● **Material supplied**
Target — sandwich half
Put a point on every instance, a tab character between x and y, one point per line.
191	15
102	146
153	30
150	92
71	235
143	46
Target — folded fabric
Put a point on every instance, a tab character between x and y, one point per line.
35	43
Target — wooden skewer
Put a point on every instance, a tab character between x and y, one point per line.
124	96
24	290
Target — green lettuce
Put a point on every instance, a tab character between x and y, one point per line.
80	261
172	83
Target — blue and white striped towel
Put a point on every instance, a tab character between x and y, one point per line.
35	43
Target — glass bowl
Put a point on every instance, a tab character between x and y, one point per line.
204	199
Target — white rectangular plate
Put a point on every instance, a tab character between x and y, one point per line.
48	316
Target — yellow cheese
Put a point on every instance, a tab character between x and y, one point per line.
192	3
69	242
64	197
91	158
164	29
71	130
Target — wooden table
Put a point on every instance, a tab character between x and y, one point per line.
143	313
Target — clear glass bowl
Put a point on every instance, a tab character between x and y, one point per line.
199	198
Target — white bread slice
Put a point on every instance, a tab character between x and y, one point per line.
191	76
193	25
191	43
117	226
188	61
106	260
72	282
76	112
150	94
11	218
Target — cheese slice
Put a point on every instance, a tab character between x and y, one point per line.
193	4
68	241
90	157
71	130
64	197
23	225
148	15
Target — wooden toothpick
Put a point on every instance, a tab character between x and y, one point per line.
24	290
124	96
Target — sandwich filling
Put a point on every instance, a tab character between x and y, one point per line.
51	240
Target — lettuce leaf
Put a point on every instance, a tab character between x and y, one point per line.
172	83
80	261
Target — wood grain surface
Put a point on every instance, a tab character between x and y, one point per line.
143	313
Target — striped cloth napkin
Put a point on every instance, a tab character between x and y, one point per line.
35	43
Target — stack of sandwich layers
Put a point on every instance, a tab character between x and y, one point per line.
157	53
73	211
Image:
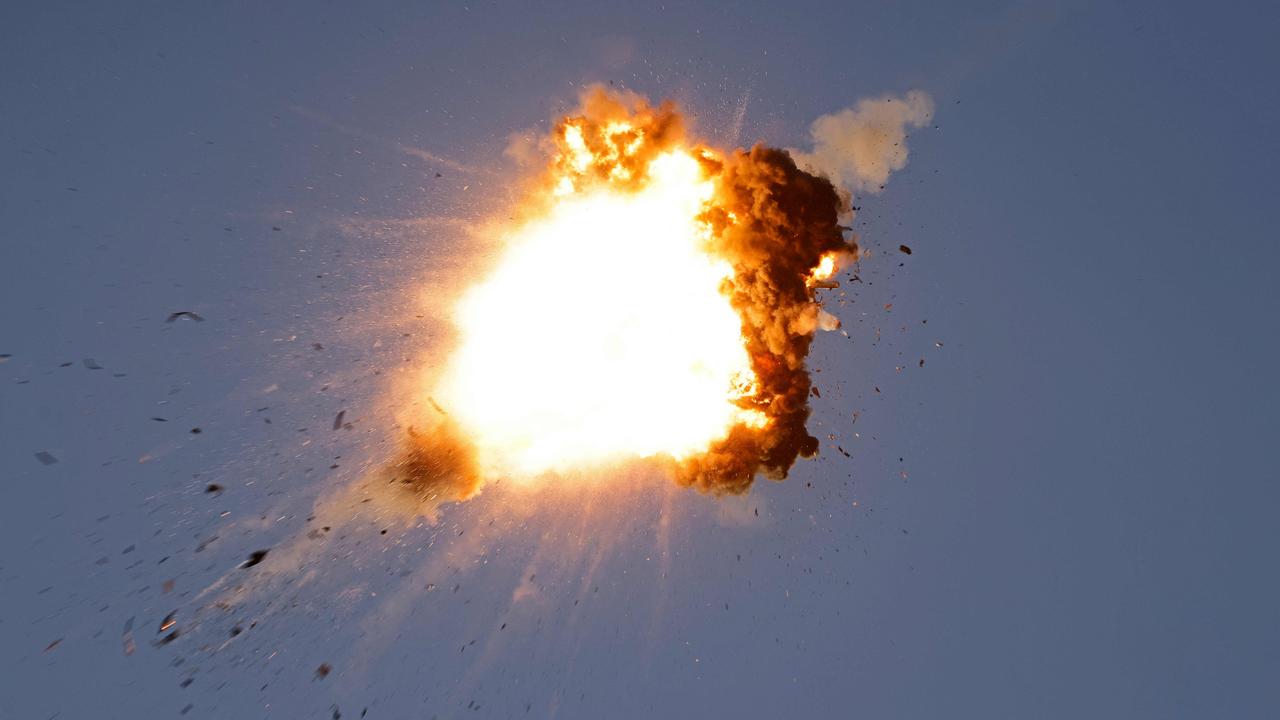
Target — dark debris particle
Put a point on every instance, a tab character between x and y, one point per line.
255	557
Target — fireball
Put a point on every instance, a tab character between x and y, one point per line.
657	301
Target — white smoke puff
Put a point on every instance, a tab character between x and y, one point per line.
860	146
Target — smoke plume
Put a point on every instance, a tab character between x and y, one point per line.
860	146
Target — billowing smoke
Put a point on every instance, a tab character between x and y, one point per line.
860	146
786	223
769	217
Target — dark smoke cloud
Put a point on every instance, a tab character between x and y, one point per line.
435	465
773	222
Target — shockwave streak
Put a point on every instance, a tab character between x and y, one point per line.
658	302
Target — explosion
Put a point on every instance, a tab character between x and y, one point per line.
657	301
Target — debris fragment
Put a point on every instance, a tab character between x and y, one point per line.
255	557
128	637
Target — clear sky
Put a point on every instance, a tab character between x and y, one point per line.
1066	511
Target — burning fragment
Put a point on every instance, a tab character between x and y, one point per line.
656	300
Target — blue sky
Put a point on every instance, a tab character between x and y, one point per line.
1084	524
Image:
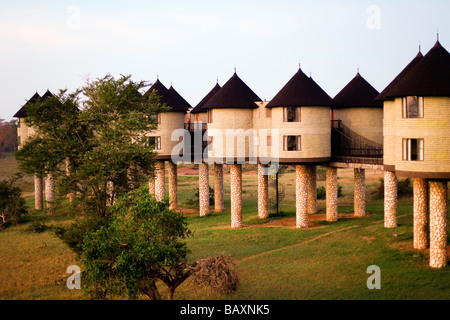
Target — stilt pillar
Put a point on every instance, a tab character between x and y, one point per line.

● **Requirement**
Update the data above so that each "Target" reads "Object", with everything else left unchanged, and omit the pictures from your answer.

● **Completed task**
Object — sandwich half
Put a point on every instance, a tab character between x and y, one point per line.
191	15
102	146
153	30
150	92
71	235
143	46
Object — folded fabric
Put a point on every instance, a tab character between x and y, one point per line.
35	43
Object — wooden skewer
Put a point on every instance, a tab character between x and y, one point per line.
124	96
24	290
Object — green lettuce
Put a point on every instance, a tab character between x and y, one point per line.
80	261
172	83
Object — blue and white striped towel
Put a point on every instance, a tab character between x and y, one point per line.
35	43
Object — glass bowl
Put a point on every instance, a tab character between x and y, one point per line.
204	199
Object — white rectangular plate
Put a point on every instance, a tab character between x and y, one point per line.
48	316
Object — yellow cheese
Put a point on every instance, a tab character between x and y, one point per line.
192	3
69	242
64	197
91	158
164	29
71	130
Object — wooden table
Put a point on every instance, a tab character between x and y, one point per line.
143	313
Object — clear glass bowl
Put a point on every instance, a tab character between x and y, one point per line.
199	198
Object — white bread slice
Put a point on every instance, a tab character between x and y, one point per line.
191	76
193	25
191	43
117	226
188	61
106	260
72	282
76	112
150	94
11	218
Object — cheese slice
Put a point on every instance, a tab character between x and y, one point per line.
193	4
68	241
90	157
71	130
64	197
23	225
148	15
Object — wooden toothpick
Put a point on every instance, a tab character between x and y, one point per line.
24	290
124	96
Object — sandwich filling
Put a point on every instance, a tab character between x and y, one point per line.
51	240
Object — lettuce leaf
Put a point on every instance, a tab character between x and y, one point per line.
172	83
80	261
Object — wood grain surface
Put a point on every instance, a tab character between x and y, one point per line.
143	313
Object — striped cloth napkin
Put a point on every instance, a tab character between x and y, one point per line.
35	43
Object — stack of sandwich layers
Put a point on every instance, a tab character between x and y, one point per line.
157	53
73	211
Image:
Object — dark debris particle
Put a point on every instance, a tab character between x and y, one point per line.
255	557
Object — fireball
Put a point on every instance, a tab character between x and y, one point per line.
657	301
Object — white smoke puff
Put a point on every instance, a tab character between x and y, one point per line.
860	146
Object — smoke plume
Put a point on every instance, a tab character between x and y, one point per line.
860	146
Object — billowing smoke
Put a point on every instance, a tab character between x and y, one point per line.
860	146
786	223
769	217
Object — dark smoke cloud
Put a point on every instance, a tab character between x and y, one point per line.
435	465
773	222
Object — shockwave streak
Put a point on every instance, a tab character between x and y, one point per line.
658	302
Object — explosion
Put a point on every instance, a tab character between x and y, one point per line.
657	301
Object — debris fragment
Put a point on every instance, a tab character between x and y, one point per line.
255	557
128	637
Object — clear sky
Put a point on every instance, a tab character between x and y, one point per line.
1066	511
Object — burning fragment
Put a point on every instance, a tab character between x and y, one point per line.
656	300
Object — blue sky
Put a point on every instance, a tab character between x and y, one point per line.
1084	524
Image:
Object — stilt pillar
Put a point on every instance, a tab character between x and y, one point per line.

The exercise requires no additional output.